Every year, around 55,000 children are born in Norway. But a long, thin, mountainous country with a coast that is incised by fjords means it can be tricky for moms-to-be to get to the hospital quickly.

Some women only have to travel a short distance to the nearest maternity ward, while others have to cross fjords and mountains. Needless to say, these distances can cause great anxiety and uncertainty, especially when the birth is well on its way.

Researchers at the Norwegian University of Science and Technology (NTNU) have now investigated the effect of both the size of the maternity ward and travel time on a baby's risk of dying in connection with childbirth. The study used data from more than one million births in Norway over a period of 17 years.

There were several clear findings:

  • Longer travel times significantly increase the risk of giving birth on the way to hospital, but there is little to indicate that longer travel times increase the risk of death.
  • There is a clear correlation between the size of the maternity ward and mortality. The more births a maternity ward has, the rarer the deaths.
  • Smaller hospitals have more babies delivered by caesarean section
  • There is a 55 per cent higher risk of the child dying shortly before or shortly after birth if the mother is expected to give birth in a hospital with 500 births a year compared to a hospital with 2000 births a year. The effect levelled off at 2000 births per year.
  • There is roughly doubling in the risk of giving birth on the way to the hospital for every 30 minutes increase in travel time.
Fewer than one birth a week

"There may be other good arguments for maintaining a highly decentralized maternity service, but lower mortality associated with shorter travel times does not seem to be one of them. Our findings support Norway's decision in recent decades to centralize hospitals to reduce childbirth-related mortality," said Fredrik Carlsen. Carlsen is a professor of economics at NTNU, and a member of the research team behind new study.

### Extracted material
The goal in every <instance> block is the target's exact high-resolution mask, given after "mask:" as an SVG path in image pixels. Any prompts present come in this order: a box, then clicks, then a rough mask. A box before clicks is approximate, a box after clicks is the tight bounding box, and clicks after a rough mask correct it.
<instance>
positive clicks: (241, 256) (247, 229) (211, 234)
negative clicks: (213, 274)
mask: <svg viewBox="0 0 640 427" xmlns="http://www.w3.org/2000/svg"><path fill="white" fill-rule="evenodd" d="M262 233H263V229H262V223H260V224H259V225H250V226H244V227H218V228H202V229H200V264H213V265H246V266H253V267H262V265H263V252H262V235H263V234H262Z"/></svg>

### Exercises
1. According to the text on maternity care in Norway, about how many children are born in Norway each year?
2. Reproduce the part of the text on maternity care in Norway from "There were several" up to and including "risk of death.".

### Solutions by task
1. Around 55,000

2.
There were several clear findings:

  • Longer travel times significantly increase the risk of giving birth on the way to hospital, but there is little to indicate that longer travel times increase the risk of death.